- RECORDED DATA
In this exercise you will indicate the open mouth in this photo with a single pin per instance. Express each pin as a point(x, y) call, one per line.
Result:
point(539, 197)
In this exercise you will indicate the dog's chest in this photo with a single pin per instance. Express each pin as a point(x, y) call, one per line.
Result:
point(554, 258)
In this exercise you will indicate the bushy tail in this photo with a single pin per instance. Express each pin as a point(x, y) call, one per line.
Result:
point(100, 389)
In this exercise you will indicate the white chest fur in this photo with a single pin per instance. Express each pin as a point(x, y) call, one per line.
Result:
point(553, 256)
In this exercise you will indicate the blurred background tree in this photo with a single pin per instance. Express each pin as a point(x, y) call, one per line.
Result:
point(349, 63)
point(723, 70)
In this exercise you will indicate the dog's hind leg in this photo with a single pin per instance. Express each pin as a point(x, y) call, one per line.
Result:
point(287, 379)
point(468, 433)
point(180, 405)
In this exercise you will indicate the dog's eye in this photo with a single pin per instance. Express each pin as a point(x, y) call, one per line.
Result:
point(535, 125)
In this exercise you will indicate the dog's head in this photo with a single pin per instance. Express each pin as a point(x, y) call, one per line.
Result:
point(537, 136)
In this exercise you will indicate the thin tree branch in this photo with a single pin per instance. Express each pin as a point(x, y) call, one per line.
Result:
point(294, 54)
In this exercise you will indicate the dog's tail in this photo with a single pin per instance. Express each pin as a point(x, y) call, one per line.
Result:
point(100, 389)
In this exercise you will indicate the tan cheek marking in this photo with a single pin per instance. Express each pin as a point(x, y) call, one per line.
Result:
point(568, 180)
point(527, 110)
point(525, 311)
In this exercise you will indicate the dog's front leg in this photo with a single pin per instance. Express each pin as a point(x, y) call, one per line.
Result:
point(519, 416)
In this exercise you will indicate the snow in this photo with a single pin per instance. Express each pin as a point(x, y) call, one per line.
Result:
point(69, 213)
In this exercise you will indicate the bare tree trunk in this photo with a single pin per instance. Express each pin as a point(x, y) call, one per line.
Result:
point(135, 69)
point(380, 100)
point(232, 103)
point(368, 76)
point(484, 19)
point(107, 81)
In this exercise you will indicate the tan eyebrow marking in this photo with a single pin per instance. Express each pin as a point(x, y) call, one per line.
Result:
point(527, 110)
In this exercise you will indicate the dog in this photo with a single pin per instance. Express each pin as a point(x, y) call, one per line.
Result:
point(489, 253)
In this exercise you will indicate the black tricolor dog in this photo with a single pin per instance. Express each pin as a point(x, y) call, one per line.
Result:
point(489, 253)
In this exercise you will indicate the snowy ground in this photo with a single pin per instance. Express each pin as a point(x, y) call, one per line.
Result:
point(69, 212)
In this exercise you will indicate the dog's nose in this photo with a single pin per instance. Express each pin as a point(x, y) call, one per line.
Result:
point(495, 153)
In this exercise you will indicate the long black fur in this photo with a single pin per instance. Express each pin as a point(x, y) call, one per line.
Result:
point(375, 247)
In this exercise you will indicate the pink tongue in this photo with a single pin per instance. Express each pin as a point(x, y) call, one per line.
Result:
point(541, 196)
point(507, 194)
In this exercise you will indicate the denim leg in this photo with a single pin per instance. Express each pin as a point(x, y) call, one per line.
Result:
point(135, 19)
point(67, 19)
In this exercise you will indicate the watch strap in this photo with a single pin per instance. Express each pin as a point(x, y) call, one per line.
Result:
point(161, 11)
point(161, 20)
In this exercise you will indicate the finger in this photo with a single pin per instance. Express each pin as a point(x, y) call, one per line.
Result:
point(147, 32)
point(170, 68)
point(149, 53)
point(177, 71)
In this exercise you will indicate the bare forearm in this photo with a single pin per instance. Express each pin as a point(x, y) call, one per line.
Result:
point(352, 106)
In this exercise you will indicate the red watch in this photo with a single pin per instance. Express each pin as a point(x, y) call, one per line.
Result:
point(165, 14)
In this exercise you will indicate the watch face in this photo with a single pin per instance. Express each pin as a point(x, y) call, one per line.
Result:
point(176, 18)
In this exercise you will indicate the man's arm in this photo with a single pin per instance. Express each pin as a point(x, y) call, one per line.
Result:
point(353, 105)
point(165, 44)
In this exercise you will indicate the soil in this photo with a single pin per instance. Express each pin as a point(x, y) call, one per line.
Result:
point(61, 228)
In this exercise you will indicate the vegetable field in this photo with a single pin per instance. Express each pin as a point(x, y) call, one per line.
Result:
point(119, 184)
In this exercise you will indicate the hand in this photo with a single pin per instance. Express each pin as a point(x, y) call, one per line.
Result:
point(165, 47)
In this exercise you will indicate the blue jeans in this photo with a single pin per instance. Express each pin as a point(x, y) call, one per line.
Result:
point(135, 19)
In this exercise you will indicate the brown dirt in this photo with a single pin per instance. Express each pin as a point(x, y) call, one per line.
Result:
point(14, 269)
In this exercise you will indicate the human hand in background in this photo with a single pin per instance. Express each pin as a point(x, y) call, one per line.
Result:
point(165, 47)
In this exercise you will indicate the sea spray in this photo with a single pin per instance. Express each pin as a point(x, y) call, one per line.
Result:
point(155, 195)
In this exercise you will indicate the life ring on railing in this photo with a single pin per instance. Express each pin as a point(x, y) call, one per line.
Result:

- INSTRUCTIONS FOR THE TASK
Format every line of the material above as a JSON list of strings, one string per line, with blank lines omitted.

- THE RESPONSE
[
  "In this exercise you will indicate the open mouth in this photo with a single pin per instance. Express each pin as a point(x, y) call, one per line.",
  "Result:",
  "point(539, 197)",
  "In this exercise you will indicate the dog's chest in this photo with a single pin per instance. Express each pin as a point(x, y) call, one per line.",
  "Result:",
  "point(554, 258)",
  "In this exercise you will indicate the bushy tail in this photo with a single pin per instance. Express each pin as a point(x, y) call, one per line.",
  "Result:",
  "point(100, 389)",
  "In this exercise you will indicate the white chest fur in this photo with a single pin per instance. Express each pin as a point(x, y) call, one per line.",
  "Result:",
  "point(553, 256)",
  "In this exercise you will indicate the blurred background tree in this photo with a single pin per instance. Express each pin as a point(x, y) call, one per line.",
  "Result:",
  "point(349, 63)",
  "point(723, 70)",
  "In this exercise you will indicate the dog's hind leg in this photo with a single pin per instance. Express each pin as a point(x, y) call, one per line.",
  "Result:",
  "point(287, 379)",
  "point(468, 433)",
  "point(180, 405)",
  "In this exercise you will indicate the dog's eye in this photo with a single pin per instance. Express each pin as a point(x, y) call, one per line.",
  "Result:",
  "point(535, 125)",
  "In this exercise you will indicate the dog's head in this photo with a single pin per instance. Express each pin as a point(x, y) call, one per line.",
  "Result:",
  "point(537, 136)",
  "In this exercise you will indicate the thin tree branch in this photo with a single pin per instance. Express each pin as a point(x, y) call, one per line.",
  "Result:",
  "point(294, 54)",
  "In this exercise you will indicate the dog's tail in this photo with a single pin per instance. Express each pin as a point(x, y) call, one per line.",
  "Result:",
  "point(100, 389)",
  "In this exercise you will indicate the tan cheek marking in this photo with a single pin per instance. Express each pin as a point(x, y) call, one per line.",
  "Result:",
  "point(568, 180)",
  "point(527, 110)",
  "point(525, 311)",
  "In this exercise you will indicate the dog's front leg in this photo with a single pin per instance. Express each pin as a point(x, y) call, one per line.",
  "Result:",
  "point(519, 416)",
  "In this exercise you will indicate the snow in this photo with a single pin per instance. Express each pin as a point(x, y) call, one per line.",
  "Result:",
  "point(69, 213)",
  "In this exercise you will indicate the bare tree trunk in this photo with a single pin per instance. Express each pin as a point(x, y) call, one per line.",
  "Result:",
  "point(135, 69)",
  "point(380, 100)",
  "point(232, 103)",
  "point(368, 76)",
  "point(484, 19)",
  "point(107, 81)",
  "In this exercise you will indicate the tan eyebrow marking in this photo with a single pin per instance. Express each pin as a point(x, y) call, one per line.",
  "Result:",
  "point(527, 110)",
  "In this exercise you will indicate the dog in this photo with a single pin per instance. Express each pin as a point(x, y) call, one per line.",
  "Result:",
  "point(489, 253)",
  "In this exercise you will indicate the black tricolor dog in this photo with a single pin per instance. Express each pin as a point(x, y) call, one per line.",
  "Result:",
  "point(489, 253)",
  "In this exercise you will indicate the snowy ground in this photo with a single pin per instance. Express each pin as a point(x, y) call, one per line.",
  "Result:",
  "point(69, 212)",
  "In this exercise you will indicate the dog's nose in this photo with a single pin per instance. Express each pin as a point(x, y) call, one per line.",
  "Result:",
  "point(495, 153)",
  "In this exercise you will indicate the long black fur in this photo with a single pin per instance. Express each pin as a point(x, y) call, one per line.",
  "Result:",
  "point(375, 247)",
  "In this exercise you will indicate the pink tongue in this photo with a single pin per instance. Express each pin as a point(x, y) call, one per line.",
  "Result:",
  "point(541, 196)",
  "point(507, 194)",
  "In this exercise you will indicate the denim leg in this photo with a single pin per instance. Express each pin as a point(x, y) call, one per line.",
  "Result:",
  "point(135, 19)",
  "point(67, 19)",
  "In this exercise you will indicate the watch strap in this photo with a single pin per instance. Express each pin as a point(x, y) call, one per line.",
  "Result:",
  "point(161, 11)",
  "point(161, 20)",
  "In this exercise you will indicate the finger in this photo with a single pin per instance. Express each pin as a point(x, y) call, one per line.",
  "Result:",
  "point(147, 32)",
  "point(170, 68)",
  "point(149, 53)",
  "point(177, 71)",
  "In this exercise you will indicate the bare forearm in this photo with a single pin per instance. Express each pin as a point(x, y) call, one per line.",
  "Result:",
  "point(352, 106)",
  "In this exercise you will indicate the red watch in this photo with a single pin per instance. Express each pin as a point(x, y) call, one per line.",
  "Result:",
  "point(165, 14)",
  "In this exercise you will indicate the watch face in this photo with a single pin per instance. Express each pin as a point(x, y) call, one per line.",
  "Result:",
  "point(176, 18)",
  "In this exercise you will indicate the man's arm in this photo with a single pin per instance. Express each pin as a point(x, y) call, one per line.",
  "Result:",
  "point(353, 105)",
  "point(165, 44)",
  "In this exercise you will indicate the soil in this photo with a single pin per instance. Express each pin as a point(x, y) call, one per line.",
  "Result:",
  "point(61, 228)",
  "In this exercise you will indicate the vegetable field in this photo with a single pin per instance. Express each pin as a point(x, y) call, one per line.",
  "Result:",
  "point(119, 184)",
  "In this exercise you will indicate the hand in this photo with a single pin per instance. Express each pin as a point(x, y) call, one per line.",
  "Result:",
  "point(165, 47)",
  "In this exercise you will indicate the blue jeans in this photo with a single pin per instance. Express each pin as a point(x, y) call, one per line.",
  "Result:",
  "point(135, 19)",
  "In this exercise you will indicate the brown dirt in this photo with a single pin per instance. Express each pin as a point(x, y) call, one per line.",
  "Result:",
  "point(14, 269)",
  "In this exercise you will indicate the human hand in background in this photo with a single pin per instance. Express each pin as a point(x, y) call, one per line.",
  "Result:",
  "point(165, 47)",
  "In this exercise you will indicate the sea spray in this photo with a single pin per instance. Express each pin as a point(x, y) call, one per line.",
  "Result:",
  "point(155, 195)",
  "In this exercise you will indicate the life ring on railing in this photo with a single pin per instance. Express each pin as a point(x, y) call, one per line.",
  "Result:"
]